### WHAT THE TASK REQUIRES
Rescale the records from the line that contains "Mark every instance of the suitcase zipper" through the line that contains "<point>680,234</point>", reproducing every line in that span, requests included, with each answer's point coordinates multiplied by 1.3 and rounded to whole numbers, halves rounded up. Leave the numbers in the requests and their format samples unchanged, and return only these lines.

### INPUT RECORDS

________________

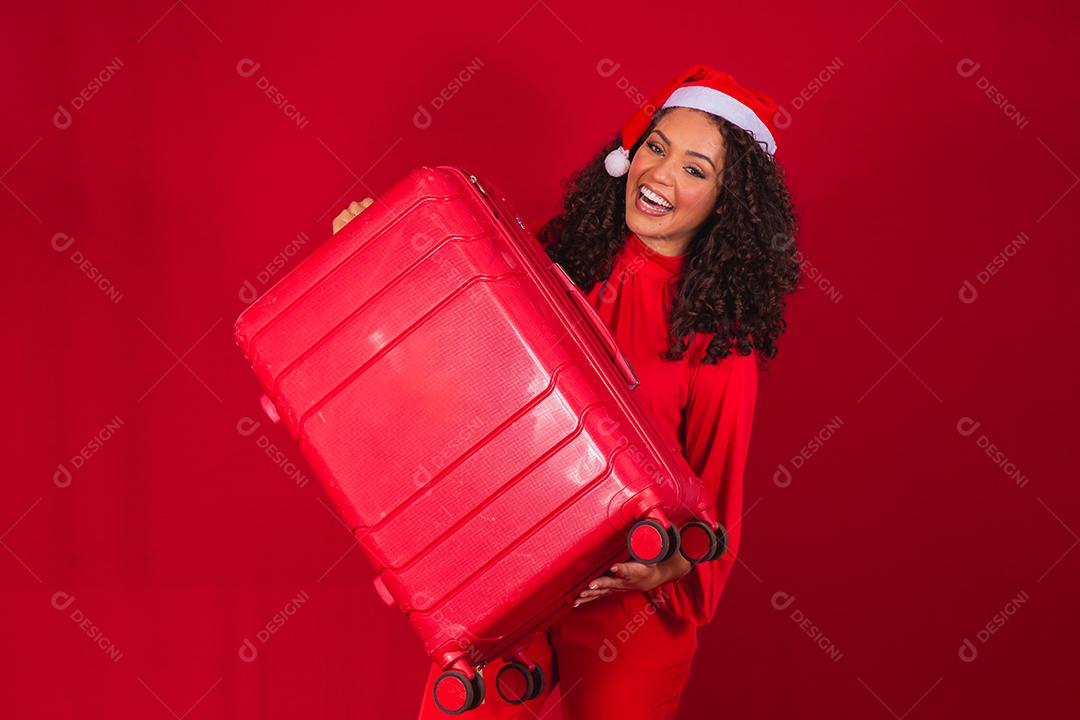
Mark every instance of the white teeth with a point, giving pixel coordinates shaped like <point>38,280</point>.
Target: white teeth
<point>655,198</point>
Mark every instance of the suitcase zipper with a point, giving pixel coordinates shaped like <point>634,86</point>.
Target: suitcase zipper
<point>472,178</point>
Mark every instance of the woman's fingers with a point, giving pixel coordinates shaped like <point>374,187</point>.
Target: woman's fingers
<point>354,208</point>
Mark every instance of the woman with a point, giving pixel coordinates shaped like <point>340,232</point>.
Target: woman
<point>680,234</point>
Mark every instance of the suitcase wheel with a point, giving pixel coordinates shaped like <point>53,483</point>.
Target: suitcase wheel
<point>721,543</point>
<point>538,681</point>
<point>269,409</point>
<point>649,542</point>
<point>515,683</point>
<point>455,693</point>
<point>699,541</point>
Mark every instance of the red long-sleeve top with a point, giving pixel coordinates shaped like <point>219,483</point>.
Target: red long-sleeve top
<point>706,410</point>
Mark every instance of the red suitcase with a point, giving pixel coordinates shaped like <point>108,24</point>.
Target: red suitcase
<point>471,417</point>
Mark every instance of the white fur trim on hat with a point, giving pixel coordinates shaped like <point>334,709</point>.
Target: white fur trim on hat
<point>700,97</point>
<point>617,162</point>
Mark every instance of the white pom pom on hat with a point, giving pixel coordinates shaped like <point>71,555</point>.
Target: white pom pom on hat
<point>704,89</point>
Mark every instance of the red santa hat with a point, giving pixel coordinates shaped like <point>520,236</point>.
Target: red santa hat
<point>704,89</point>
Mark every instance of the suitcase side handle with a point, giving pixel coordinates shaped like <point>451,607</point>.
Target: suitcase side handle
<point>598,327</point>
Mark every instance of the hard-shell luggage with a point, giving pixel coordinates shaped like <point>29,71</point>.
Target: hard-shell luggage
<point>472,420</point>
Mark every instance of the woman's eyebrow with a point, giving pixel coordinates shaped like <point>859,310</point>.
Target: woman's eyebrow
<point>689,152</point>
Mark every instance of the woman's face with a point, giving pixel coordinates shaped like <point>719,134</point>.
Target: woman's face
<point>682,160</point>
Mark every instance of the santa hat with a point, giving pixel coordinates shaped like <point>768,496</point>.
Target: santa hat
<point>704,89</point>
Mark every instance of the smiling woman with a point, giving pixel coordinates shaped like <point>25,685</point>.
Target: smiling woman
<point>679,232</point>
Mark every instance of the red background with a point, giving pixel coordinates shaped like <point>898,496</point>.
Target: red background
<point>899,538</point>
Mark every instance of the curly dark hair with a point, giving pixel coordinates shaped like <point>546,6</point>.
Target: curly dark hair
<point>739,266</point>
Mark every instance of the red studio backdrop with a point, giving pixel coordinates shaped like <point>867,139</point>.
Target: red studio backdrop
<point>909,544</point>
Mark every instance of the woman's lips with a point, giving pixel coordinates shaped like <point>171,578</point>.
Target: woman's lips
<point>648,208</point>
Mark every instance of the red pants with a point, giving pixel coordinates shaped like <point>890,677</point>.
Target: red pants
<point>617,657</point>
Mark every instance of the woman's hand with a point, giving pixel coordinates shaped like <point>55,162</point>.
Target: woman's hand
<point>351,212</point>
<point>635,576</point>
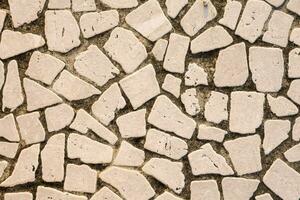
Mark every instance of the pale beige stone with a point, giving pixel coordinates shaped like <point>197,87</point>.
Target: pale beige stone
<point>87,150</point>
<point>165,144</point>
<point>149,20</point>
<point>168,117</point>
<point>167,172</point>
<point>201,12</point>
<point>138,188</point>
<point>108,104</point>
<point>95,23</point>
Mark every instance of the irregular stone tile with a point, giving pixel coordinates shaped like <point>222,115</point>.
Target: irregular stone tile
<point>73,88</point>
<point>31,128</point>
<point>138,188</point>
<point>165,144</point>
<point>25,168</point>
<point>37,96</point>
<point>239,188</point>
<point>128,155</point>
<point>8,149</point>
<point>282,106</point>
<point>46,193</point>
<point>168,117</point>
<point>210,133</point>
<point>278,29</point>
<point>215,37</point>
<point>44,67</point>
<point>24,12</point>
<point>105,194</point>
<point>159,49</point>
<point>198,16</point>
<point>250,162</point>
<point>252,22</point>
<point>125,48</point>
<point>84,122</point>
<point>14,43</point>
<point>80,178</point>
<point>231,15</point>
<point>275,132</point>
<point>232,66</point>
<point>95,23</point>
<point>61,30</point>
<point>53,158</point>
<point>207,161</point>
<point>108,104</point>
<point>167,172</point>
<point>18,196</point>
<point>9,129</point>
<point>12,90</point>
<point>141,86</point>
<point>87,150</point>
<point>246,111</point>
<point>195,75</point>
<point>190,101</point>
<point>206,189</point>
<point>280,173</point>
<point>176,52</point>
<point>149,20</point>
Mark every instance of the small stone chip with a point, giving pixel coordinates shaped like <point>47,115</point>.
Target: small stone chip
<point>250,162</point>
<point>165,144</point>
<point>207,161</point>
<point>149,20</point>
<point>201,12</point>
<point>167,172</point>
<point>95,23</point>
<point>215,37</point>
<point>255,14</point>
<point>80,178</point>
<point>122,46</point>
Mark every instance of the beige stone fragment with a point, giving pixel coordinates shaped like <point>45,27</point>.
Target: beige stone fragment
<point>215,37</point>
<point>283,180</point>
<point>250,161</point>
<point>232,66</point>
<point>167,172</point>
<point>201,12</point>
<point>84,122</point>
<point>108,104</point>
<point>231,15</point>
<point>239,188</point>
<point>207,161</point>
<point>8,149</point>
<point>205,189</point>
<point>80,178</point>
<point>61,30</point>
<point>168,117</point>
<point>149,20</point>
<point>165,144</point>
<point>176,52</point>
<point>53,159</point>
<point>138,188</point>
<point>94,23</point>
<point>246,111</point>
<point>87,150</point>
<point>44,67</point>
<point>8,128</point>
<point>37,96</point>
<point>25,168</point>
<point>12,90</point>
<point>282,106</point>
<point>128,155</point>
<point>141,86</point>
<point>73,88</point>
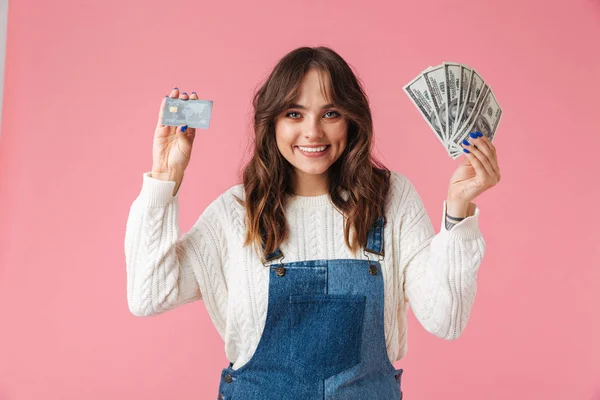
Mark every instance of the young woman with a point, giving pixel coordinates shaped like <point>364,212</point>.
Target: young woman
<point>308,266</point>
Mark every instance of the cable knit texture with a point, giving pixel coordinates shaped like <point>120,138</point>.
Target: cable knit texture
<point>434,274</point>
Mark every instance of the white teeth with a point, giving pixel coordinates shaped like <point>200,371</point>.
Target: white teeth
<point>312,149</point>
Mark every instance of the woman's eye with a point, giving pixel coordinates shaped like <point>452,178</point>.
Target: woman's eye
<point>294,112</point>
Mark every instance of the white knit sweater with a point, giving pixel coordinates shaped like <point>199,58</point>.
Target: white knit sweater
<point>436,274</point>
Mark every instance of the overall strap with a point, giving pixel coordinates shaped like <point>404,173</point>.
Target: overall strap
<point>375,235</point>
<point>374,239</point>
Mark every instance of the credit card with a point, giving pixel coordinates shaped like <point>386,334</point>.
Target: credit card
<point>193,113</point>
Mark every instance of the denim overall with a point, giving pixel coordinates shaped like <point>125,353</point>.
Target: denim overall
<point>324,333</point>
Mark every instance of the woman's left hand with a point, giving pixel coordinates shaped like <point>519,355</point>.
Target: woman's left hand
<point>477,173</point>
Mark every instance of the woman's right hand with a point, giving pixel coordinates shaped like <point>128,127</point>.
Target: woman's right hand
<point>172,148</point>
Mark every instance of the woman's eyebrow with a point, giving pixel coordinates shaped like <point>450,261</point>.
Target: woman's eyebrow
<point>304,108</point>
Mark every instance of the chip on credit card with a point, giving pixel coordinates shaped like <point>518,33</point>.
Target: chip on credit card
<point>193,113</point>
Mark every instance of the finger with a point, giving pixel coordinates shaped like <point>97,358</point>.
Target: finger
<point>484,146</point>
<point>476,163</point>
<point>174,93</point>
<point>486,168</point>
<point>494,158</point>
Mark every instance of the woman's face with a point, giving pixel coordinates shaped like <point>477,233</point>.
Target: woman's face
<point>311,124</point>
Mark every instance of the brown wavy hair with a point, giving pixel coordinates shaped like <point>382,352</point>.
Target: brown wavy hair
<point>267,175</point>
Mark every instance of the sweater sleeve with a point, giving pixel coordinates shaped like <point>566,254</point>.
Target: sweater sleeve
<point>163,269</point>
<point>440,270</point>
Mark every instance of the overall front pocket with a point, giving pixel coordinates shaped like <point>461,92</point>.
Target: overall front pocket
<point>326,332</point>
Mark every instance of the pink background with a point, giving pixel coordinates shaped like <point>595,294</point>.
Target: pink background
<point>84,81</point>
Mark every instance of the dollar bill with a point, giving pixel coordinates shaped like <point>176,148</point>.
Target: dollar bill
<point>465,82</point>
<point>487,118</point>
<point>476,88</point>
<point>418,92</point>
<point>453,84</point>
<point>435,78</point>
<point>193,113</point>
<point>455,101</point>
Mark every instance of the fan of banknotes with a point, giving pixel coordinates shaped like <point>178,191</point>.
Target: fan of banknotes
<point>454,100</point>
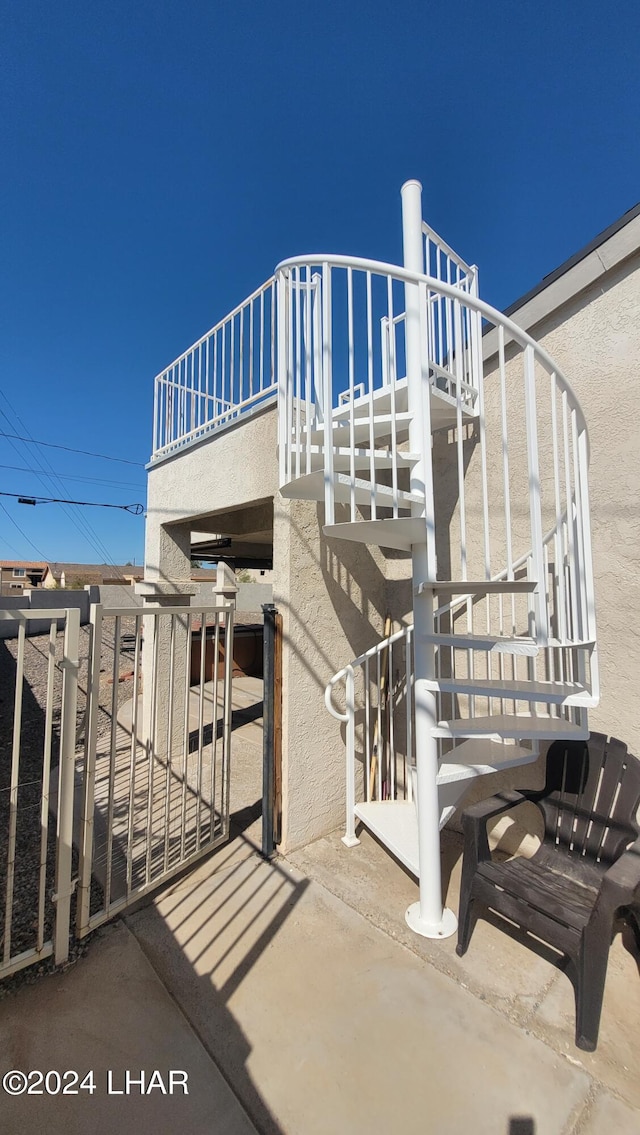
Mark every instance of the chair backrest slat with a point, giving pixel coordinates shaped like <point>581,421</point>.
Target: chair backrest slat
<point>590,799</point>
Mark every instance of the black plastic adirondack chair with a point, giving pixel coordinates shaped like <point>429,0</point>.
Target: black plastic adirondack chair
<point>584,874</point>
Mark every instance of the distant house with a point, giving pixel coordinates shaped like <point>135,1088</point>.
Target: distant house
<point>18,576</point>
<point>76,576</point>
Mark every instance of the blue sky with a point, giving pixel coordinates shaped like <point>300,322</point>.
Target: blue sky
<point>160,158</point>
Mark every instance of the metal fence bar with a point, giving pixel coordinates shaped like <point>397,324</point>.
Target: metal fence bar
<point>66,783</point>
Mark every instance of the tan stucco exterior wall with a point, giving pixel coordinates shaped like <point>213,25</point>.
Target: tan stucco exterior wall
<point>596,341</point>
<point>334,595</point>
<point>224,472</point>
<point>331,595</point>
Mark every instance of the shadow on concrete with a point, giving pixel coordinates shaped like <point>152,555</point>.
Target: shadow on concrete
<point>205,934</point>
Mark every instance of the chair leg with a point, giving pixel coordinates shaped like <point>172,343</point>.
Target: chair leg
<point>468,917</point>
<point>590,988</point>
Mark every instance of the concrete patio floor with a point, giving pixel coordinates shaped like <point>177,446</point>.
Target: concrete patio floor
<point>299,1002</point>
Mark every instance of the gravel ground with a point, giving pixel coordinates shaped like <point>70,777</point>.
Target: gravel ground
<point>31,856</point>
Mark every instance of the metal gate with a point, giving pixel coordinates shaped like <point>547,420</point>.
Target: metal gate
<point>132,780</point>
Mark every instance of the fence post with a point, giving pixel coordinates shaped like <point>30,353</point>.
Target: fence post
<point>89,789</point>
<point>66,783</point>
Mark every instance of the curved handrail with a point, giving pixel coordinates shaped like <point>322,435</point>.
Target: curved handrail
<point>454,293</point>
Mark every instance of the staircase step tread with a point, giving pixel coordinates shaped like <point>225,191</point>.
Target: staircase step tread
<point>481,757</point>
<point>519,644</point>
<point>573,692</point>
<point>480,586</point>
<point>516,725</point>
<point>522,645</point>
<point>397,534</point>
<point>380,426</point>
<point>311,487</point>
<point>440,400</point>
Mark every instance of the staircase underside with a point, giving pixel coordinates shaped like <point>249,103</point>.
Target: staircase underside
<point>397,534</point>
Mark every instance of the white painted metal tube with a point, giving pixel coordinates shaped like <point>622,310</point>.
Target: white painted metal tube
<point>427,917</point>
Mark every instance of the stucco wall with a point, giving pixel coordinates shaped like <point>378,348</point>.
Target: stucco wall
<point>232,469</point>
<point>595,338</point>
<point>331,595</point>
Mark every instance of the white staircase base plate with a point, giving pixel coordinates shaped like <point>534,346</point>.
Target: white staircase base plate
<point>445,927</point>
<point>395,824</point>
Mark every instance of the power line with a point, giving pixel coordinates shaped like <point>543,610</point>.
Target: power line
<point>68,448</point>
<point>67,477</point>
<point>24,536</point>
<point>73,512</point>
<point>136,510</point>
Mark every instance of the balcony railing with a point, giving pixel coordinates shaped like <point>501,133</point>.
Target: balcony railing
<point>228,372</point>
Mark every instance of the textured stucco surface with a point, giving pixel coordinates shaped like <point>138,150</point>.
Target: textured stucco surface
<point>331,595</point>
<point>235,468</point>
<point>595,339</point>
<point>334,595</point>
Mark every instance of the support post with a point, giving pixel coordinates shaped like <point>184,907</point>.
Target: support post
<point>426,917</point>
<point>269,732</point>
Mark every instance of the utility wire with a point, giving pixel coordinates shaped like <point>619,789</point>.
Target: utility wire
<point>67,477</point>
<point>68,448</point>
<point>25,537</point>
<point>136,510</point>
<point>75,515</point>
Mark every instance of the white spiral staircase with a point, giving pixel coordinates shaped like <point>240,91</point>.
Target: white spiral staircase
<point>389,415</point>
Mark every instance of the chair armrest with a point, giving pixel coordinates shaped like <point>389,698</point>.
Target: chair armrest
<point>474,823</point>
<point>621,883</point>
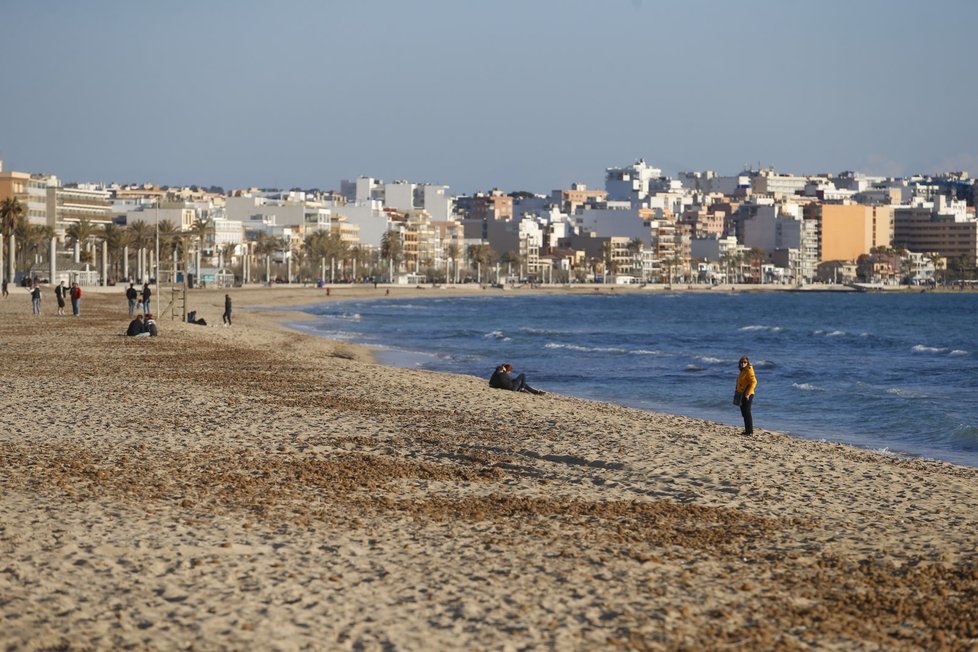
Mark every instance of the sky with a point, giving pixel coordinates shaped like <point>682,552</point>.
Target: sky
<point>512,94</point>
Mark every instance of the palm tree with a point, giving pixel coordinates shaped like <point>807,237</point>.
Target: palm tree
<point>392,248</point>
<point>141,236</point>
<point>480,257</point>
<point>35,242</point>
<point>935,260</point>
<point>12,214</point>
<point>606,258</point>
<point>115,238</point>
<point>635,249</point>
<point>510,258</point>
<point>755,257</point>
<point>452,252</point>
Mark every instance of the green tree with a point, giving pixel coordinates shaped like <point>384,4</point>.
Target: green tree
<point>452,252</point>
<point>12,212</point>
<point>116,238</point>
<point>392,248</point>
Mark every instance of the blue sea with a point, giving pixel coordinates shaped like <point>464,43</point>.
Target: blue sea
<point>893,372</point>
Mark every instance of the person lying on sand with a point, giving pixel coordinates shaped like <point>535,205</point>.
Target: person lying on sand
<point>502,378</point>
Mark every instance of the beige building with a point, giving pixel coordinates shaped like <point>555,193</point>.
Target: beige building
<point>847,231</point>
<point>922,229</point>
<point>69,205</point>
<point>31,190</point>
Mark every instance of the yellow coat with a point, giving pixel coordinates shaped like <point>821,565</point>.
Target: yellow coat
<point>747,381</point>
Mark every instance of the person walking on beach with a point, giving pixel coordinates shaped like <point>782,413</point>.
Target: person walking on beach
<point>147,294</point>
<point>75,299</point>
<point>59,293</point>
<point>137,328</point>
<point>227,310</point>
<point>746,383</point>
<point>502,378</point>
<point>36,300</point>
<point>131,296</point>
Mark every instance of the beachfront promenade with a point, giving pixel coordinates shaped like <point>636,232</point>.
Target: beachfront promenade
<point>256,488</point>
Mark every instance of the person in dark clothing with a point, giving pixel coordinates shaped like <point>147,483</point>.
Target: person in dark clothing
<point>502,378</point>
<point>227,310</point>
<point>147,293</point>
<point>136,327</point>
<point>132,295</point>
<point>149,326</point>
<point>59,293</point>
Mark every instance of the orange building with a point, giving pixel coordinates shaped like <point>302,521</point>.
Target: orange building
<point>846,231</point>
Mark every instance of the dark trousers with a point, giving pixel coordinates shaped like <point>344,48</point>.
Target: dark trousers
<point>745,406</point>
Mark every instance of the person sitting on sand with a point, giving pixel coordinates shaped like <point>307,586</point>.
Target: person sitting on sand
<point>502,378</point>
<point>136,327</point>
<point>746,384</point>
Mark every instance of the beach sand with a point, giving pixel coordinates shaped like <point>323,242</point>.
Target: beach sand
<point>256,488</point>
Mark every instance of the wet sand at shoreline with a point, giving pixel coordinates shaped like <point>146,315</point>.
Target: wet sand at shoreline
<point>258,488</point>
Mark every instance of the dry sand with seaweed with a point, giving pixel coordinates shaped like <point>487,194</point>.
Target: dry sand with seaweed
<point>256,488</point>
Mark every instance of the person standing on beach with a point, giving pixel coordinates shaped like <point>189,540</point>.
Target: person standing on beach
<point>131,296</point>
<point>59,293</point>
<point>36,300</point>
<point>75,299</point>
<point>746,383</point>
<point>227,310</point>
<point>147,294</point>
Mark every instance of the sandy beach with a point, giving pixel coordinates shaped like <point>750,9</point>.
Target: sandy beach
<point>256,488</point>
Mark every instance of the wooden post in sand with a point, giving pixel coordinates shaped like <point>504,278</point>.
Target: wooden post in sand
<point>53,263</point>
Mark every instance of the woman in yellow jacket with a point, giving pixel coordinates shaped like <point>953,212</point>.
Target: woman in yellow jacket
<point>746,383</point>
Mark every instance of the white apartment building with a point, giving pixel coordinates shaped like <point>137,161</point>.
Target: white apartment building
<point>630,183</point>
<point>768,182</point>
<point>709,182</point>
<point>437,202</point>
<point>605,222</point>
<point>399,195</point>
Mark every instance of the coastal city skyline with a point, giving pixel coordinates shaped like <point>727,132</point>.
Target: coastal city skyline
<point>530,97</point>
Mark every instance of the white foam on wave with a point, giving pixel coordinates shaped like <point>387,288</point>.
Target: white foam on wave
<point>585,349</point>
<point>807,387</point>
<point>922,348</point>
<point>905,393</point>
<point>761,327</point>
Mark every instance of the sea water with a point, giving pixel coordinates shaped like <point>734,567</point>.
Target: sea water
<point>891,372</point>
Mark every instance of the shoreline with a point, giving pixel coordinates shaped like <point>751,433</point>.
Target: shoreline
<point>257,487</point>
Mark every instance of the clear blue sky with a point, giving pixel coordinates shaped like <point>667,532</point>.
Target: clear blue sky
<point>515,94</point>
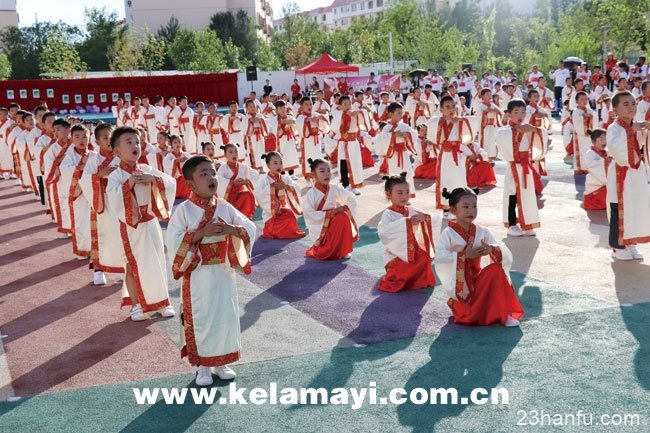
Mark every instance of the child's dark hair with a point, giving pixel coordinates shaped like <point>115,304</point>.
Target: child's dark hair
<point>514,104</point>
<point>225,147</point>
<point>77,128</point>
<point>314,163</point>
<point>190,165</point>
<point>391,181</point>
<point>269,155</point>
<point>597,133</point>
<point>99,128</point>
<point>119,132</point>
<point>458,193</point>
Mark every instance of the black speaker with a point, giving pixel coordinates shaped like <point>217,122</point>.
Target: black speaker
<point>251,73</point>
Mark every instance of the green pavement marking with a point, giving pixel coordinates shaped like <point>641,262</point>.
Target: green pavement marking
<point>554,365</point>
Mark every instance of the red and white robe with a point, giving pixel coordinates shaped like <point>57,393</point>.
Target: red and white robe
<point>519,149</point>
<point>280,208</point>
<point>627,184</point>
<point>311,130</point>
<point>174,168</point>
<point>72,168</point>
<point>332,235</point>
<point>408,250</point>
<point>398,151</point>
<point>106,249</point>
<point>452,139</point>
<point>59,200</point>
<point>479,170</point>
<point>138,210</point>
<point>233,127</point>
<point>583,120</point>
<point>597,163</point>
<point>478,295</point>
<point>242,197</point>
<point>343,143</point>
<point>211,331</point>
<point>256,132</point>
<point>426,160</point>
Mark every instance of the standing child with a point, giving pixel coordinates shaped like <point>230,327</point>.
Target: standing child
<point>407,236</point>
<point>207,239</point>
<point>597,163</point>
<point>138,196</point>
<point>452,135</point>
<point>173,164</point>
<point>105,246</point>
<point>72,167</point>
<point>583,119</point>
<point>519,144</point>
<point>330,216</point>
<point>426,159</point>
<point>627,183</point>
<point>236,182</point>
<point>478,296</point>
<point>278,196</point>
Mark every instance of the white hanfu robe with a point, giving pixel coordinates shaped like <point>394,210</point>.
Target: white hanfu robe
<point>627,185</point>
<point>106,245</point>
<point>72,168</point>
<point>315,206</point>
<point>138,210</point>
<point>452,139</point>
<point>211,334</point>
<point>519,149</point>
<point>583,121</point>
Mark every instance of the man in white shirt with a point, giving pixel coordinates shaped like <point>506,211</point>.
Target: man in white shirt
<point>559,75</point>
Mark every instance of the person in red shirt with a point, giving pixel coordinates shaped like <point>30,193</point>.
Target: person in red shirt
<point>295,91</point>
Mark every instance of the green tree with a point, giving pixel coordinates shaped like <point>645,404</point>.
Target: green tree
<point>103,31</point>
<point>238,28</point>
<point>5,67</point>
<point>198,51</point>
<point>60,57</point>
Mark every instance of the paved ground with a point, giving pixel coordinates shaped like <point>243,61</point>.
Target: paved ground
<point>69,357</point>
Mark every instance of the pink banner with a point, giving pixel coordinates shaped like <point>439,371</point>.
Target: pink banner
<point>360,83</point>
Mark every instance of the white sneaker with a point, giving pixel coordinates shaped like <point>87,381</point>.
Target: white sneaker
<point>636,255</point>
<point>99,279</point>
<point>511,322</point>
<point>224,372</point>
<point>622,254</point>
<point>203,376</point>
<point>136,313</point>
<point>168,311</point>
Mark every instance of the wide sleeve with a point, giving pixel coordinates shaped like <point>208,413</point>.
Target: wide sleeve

________________

### ANSWER
Mark every instance of the suitcase zipper with a point, giving pixel coordinates shaped like <point>634,86</point>.
Target: suitcase zipper
<point>614,231</point>
Mark every instance of the woman's fingers with a point, giving pixel coordinates shaped like <point>374,187</point>.
Target: woman's fingers
<point>460,270</point>
Mark every instance of the woman with a point, giving pixel coordinates shaped like <point>340,232</point>.
Target: woman
<point>884,304</point>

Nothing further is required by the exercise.